══ Task input

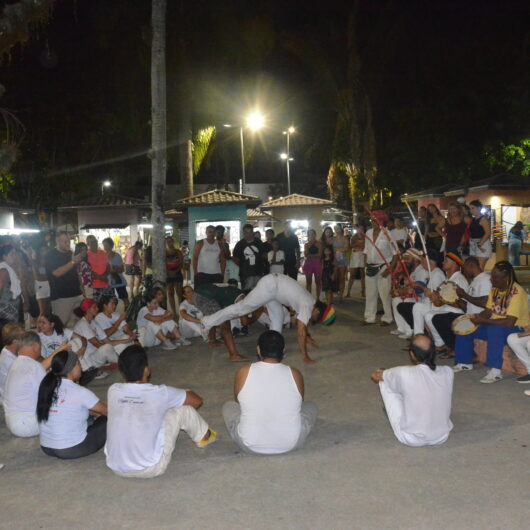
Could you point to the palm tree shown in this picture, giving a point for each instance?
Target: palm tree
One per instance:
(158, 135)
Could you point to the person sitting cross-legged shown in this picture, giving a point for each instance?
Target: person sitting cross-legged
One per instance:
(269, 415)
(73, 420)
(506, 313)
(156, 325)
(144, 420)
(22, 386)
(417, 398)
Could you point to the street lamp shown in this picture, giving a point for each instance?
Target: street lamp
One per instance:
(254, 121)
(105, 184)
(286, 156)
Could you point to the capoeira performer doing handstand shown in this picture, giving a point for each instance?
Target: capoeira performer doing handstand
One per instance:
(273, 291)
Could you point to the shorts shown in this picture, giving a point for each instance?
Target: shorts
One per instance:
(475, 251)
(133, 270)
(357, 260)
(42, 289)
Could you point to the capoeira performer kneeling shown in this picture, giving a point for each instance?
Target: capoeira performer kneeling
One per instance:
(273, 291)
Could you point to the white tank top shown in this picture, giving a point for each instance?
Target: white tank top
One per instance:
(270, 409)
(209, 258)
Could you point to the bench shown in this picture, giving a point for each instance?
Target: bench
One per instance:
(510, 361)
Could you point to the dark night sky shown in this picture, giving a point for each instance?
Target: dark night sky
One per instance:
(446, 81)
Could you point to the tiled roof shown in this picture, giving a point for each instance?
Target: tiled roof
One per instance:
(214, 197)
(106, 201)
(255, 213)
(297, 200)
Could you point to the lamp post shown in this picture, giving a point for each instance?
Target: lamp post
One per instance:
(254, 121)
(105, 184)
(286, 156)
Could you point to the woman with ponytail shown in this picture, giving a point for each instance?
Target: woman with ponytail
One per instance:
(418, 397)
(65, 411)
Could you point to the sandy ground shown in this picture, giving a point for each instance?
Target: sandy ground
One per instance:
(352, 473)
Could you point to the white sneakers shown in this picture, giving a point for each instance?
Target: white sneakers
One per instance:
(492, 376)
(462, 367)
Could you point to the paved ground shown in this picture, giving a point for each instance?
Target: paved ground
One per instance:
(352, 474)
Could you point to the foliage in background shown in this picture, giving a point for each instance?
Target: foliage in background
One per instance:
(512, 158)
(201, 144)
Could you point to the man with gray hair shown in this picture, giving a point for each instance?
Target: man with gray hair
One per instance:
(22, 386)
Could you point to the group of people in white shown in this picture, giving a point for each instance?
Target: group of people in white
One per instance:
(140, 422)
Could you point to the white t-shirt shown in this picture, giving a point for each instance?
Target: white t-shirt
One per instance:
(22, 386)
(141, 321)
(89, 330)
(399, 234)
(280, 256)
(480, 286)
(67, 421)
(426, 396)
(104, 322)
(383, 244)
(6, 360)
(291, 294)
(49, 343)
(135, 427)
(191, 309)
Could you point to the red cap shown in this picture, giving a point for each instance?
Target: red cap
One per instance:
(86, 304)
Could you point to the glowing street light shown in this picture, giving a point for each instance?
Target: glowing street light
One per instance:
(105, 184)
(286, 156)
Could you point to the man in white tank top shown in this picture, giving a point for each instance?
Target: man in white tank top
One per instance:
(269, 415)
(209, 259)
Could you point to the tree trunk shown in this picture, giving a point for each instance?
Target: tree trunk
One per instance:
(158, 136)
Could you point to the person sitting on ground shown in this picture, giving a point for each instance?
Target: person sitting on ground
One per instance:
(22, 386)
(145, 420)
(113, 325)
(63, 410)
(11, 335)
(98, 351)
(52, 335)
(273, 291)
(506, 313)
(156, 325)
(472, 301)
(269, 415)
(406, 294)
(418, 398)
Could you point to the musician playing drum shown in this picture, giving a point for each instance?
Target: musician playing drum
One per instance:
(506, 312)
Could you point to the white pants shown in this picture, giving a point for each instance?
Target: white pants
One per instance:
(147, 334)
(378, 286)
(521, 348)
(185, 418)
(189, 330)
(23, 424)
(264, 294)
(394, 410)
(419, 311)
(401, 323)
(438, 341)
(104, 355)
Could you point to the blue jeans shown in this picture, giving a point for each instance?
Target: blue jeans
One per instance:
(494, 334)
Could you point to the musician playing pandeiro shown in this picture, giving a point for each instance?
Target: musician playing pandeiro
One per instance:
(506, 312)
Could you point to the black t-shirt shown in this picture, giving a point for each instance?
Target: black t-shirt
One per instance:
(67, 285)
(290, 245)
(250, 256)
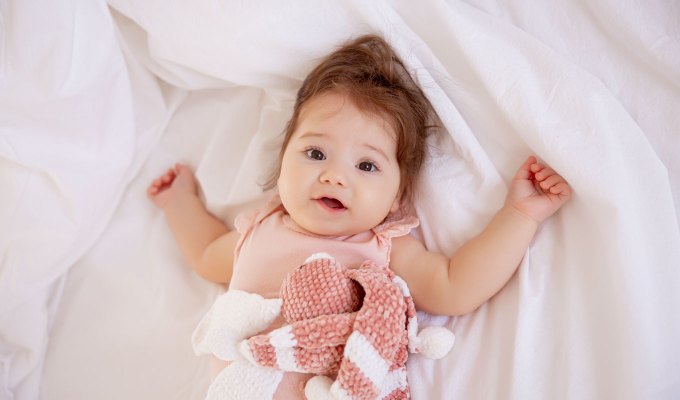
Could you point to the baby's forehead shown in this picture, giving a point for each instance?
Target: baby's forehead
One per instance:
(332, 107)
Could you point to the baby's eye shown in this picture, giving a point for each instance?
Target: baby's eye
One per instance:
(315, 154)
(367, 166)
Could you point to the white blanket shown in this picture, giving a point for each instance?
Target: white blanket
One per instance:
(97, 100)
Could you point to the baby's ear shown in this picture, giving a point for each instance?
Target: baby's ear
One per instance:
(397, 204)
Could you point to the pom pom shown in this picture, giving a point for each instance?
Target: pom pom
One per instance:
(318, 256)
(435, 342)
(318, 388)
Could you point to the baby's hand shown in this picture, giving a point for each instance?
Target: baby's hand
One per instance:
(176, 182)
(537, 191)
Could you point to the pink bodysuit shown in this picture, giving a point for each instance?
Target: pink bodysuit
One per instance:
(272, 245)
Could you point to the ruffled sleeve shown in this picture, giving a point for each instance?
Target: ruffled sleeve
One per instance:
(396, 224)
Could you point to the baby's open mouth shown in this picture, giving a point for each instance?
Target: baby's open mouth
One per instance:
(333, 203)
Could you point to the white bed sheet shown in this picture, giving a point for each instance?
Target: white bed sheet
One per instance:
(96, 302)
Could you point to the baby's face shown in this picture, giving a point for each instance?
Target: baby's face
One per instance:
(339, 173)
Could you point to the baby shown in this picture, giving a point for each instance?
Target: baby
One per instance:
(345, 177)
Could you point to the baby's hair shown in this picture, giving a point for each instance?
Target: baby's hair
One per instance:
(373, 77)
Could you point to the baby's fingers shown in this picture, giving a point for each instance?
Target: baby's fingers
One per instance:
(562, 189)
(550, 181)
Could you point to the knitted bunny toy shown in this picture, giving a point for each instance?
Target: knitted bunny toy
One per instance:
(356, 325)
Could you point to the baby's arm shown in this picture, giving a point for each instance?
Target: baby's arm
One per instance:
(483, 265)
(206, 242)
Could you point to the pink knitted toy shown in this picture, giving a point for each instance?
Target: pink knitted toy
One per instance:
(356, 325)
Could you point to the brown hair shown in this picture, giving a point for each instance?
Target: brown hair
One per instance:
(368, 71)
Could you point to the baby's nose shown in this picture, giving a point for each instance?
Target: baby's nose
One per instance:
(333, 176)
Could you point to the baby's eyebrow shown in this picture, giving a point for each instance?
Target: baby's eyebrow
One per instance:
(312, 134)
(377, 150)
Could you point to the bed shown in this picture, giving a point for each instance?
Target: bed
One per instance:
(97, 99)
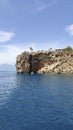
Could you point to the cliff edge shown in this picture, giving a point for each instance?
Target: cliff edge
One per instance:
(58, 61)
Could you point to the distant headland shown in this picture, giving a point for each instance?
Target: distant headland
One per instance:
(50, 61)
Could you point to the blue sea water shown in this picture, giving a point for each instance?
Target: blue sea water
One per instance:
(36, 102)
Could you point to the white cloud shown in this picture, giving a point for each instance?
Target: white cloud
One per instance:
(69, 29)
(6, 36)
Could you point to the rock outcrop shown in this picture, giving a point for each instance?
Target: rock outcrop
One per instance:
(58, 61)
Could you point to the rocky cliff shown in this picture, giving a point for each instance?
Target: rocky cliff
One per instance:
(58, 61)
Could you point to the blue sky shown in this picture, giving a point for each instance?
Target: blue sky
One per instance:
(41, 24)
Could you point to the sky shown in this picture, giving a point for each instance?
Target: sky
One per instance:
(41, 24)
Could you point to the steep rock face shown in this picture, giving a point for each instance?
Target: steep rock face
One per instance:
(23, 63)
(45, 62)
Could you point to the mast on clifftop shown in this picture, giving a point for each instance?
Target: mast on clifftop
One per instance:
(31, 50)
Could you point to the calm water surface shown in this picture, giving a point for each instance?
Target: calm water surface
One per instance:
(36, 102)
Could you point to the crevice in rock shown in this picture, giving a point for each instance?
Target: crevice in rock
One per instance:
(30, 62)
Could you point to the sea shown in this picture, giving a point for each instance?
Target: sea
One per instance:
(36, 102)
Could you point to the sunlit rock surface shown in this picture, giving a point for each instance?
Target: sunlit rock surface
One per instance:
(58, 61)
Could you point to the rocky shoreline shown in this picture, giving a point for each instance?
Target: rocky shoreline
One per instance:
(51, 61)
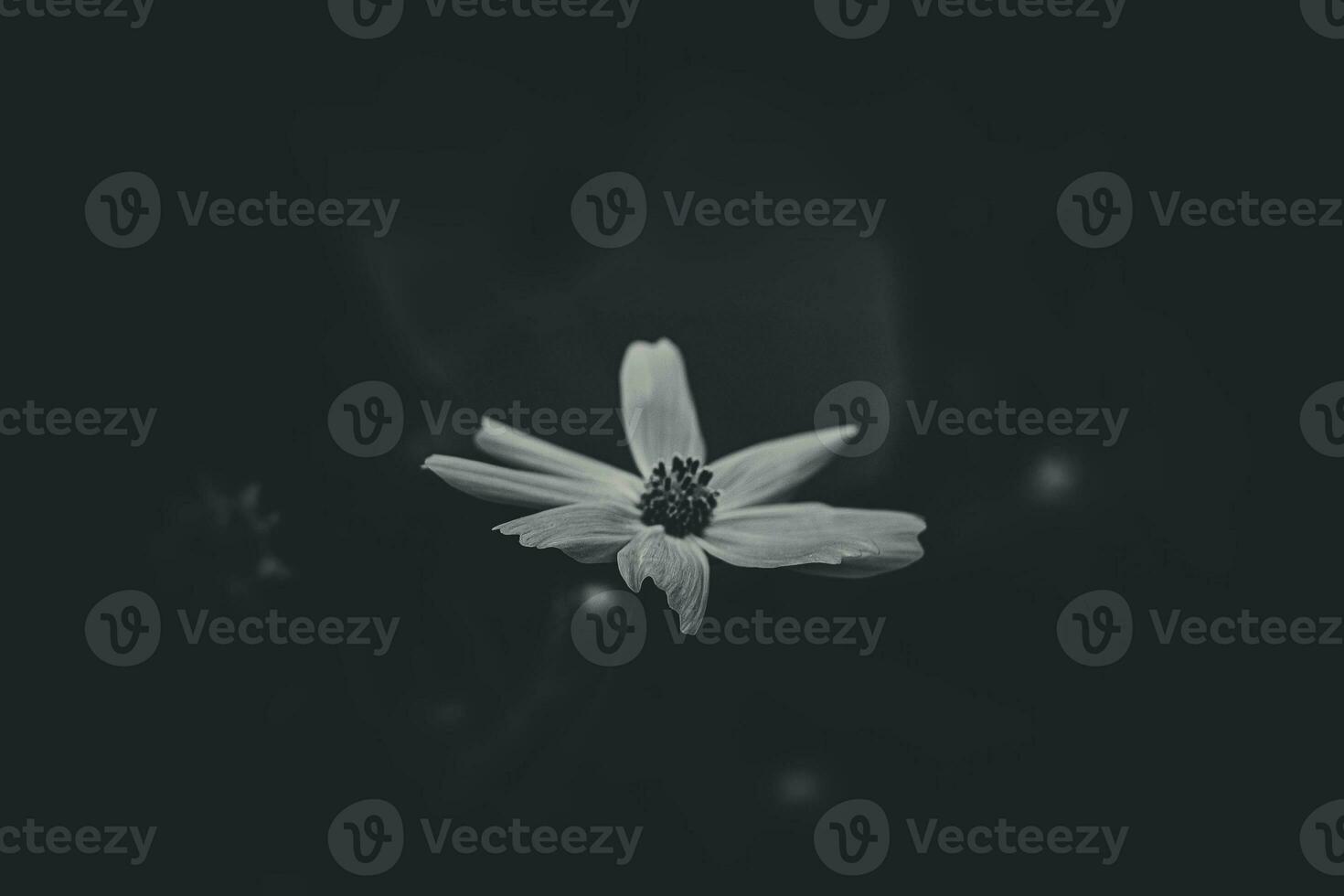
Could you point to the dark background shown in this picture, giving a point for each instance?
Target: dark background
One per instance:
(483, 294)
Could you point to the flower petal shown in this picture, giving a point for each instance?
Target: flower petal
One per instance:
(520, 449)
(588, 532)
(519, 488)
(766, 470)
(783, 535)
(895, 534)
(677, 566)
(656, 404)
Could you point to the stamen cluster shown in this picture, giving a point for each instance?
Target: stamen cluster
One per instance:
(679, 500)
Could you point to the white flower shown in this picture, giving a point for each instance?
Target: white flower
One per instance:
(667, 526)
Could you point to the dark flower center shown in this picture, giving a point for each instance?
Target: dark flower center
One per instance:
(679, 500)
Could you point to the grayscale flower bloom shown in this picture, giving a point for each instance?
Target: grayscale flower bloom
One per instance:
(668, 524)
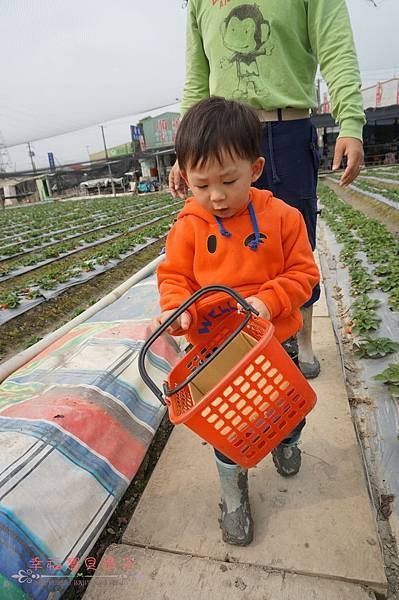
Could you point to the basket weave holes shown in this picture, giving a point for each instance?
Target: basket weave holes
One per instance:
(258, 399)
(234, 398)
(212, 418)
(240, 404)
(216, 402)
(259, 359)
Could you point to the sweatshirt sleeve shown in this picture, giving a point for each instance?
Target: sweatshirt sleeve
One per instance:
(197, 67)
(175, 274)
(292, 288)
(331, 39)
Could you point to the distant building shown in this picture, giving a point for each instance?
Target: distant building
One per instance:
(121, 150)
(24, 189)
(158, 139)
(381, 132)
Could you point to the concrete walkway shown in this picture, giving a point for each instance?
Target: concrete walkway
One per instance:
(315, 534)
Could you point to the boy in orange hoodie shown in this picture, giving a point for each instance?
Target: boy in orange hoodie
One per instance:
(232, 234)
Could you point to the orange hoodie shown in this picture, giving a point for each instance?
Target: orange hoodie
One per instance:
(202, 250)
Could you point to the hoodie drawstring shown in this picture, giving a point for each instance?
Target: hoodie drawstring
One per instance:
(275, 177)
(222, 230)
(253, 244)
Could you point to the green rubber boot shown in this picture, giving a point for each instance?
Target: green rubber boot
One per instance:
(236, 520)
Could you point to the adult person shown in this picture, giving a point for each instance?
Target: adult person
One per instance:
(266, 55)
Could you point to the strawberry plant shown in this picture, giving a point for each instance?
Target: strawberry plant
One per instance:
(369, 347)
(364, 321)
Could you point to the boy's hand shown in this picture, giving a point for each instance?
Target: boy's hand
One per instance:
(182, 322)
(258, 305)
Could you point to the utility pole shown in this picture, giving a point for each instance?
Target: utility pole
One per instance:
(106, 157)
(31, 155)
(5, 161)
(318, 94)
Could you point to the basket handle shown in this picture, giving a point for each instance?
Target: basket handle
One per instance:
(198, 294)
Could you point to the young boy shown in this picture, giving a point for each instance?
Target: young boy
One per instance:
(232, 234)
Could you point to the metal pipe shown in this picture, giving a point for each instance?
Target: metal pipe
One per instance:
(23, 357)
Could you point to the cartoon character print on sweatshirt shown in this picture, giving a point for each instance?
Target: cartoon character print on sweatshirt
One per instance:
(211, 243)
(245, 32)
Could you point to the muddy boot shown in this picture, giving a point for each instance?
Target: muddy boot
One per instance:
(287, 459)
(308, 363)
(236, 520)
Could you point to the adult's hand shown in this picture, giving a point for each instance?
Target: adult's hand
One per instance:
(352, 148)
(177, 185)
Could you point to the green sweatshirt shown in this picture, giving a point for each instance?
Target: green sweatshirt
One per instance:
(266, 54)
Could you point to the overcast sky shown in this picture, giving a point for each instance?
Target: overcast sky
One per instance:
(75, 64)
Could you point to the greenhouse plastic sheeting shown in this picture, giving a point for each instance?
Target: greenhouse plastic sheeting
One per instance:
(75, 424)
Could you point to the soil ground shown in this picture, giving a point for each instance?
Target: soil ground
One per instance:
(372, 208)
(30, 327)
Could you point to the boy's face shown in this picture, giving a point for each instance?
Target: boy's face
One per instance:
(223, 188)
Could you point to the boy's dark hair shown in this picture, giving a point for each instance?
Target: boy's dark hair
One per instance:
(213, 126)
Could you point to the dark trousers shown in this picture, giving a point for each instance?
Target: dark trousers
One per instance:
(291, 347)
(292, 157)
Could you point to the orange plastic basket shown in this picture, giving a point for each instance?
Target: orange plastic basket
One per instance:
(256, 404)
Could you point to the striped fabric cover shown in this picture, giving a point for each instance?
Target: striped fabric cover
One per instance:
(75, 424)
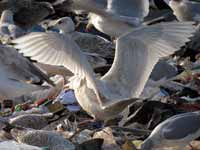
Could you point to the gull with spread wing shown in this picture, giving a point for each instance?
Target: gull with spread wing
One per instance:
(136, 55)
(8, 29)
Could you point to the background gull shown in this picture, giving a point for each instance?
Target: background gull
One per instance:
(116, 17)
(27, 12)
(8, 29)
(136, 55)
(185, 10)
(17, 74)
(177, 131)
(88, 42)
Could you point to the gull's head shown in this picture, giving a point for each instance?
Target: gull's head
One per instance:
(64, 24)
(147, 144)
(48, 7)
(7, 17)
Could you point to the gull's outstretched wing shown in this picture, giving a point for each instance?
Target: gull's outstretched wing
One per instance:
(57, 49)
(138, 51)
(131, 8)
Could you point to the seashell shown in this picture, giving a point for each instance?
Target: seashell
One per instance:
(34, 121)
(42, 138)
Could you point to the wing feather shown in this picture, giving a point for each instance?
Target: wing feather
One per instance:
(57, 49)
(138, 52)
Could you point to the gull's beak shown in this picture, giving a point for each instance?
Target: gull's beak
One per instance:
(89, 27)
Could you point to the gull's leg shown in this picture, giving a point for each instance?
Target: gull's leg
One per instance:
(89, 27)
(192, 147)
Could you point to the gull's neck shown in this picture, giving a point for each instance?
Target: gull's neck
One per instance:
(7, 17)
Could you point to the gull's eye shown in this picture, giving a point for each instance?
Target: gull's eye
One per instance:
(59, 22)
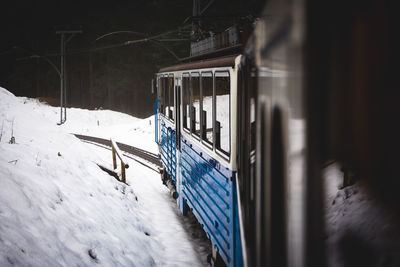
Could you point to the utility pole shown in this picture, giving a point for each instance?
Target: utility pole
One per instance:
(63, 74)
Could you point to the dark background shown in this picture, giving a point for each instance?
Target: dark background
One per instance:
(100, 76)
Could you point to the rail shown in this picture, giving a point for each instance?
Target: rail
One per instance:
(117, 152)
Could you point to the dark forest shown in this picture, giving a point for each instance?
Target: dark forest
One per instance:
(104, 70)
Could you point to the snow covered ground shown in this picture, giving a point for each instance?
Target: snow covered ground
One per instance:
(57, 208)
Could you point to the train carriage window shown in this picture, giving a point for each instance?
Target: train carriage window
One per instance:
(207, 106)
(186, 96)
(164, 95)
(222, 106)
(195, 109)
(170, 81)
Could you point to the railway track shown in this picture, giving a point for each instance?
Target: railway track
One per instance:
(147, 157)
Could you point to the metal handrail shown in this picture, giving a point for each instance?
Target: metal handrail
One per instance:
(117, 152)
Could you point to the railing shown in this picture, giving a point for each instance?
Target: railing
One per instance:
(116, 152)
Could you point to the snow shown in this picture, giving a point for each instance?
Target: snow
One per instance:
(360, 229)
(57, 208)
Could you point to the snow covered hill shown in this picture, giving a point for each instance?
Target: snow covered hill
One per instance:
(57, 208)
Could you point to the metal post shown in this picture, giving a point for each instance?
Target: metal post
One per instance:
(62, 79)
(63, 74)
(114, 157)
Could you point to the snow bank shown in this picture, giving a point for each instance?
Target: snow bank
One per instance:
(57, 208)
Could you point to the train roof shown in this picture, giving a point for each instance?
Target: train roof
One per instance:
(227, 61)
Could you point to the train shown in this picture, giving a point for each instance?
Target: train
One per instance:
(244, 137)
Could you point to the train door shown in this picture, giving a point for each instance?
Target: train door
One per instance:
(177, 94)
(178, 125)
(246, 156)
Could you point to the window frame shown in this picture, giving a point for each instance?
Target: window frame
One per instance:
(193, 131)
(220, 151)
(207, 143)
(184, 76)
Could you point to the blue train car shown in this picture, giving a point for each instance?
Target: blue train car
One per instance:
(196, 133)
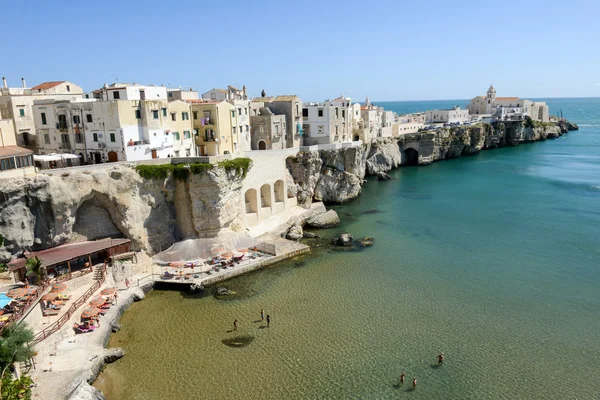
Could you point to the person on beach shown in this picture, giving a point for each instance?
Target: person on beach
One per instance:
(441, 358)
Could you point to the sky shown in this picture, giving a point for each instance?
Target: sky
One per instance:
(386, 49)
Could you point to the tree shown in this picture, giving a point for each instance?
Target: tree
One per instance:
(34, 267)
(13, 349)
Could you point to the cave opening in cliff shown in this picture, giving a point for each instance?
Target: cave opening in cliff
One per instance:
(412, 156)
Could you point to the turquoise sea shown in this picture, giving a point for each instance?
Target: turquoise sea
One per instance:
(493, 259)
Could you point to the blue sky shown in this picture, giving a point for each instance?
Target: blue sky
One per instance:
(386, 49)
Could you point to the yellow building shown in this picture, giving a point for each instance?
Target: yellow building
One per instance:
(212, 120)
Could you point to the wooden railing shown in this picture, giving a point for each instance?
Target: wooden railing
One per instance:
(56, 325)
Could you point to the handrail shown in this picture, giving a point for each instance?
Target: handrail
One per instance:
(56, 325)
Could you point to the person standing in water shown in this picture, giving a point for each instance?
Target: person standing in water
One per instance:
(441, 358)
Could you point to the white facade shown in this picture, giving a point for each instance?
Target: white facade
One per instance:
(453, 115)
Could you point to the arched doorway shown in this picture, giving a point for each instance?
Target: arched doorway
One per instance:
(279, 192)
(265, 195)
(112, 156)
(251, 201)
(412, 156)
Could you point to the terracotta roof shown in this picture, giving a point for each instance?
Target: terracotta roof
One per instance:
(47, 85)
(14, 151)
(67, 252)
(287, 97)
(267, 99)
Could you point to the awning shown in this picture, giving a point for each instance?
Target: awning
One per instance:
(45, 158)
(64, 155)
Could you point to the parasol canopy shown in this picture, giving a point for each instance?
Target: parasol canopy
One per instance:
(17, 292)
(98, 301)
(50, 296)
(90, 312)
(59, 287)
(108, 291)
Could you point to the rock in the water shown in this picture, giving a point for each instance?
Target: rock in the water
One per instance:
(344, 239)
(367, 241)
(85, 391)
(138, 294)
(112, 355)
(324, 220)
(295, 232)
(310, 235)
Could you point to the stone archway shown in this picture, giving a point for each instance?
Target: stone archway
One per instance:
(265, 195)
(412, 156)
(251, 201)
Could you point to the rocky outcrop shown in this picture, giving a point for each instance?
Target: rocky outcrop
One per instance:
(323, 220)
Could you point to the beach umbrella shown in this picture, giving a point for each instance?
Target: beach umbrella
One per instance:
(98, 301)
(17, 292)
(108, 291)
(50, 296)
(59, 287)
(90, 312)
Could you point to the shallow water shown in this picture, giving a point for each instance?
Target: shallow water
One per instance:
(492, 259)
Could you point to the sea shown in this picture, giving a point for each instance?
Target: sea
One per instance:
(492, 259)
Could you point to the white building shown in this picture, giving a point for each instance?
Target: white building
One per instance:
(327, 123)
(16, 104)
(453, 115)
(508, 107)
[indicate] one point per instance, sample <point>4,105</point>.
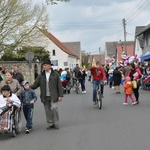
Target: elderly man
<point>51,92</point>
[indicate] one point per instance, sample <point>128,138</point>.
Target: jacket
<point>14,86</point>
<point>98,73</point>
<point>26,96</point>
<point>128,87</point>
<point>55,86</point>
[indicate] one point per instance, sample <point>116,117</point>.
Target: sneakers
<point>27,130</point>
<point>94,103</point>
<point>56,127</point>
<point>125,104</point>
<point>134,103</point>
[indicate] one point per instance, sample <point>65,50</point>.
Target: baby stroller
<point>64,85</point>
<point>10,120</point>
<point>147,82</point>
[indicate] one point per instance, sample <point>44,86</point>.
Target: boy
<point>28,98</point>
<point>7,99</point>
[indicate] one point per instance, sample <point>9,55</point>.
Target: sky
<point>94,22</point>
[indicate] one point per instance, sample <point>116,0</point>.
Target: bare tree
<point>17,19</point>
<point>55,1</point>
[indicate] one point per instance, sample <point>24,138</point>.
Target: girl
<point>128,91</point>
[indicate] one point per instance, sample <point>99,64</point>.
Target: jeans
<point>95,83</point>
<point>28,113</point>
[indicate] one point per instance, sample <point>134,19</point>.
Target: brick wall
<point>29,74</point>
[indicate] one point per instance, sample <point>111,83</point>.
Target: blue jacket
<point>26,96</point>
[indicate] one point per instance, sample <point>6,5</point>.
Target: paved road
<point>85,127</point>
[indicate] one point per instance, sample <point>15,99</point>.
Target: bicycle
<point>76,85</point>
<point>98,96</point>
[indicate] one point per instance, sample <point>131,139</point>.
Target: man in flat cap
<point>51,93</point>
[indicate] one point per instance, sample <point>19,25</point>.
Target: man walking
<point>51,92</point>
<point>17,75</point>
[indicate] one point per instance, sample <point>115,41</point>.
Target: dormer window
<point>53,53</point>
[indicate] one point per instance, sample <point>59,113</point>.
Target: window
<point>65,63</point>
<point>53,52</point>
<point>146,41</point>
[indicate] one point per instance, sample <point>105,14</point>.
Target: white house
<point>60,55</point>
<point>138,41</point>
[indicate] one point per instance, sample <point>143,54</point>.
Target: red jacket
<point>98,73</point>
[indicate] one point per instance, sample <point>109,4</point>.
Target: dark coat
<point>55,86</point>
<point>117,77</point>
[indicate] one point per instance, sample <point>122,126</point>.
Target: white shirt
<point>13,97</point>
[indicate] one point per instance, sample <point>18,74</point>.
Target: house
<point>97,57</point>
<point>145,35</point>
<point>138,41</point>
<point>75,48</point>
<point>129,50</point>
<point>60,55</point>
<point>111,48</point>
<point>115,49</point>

════

» Required action
Go through the entries and report every line with the string "opening".

» Solution to this problem
Could you point to the cave opening in cliff shown in this picture, giving a point for each instance?
Target: cave opening in cliff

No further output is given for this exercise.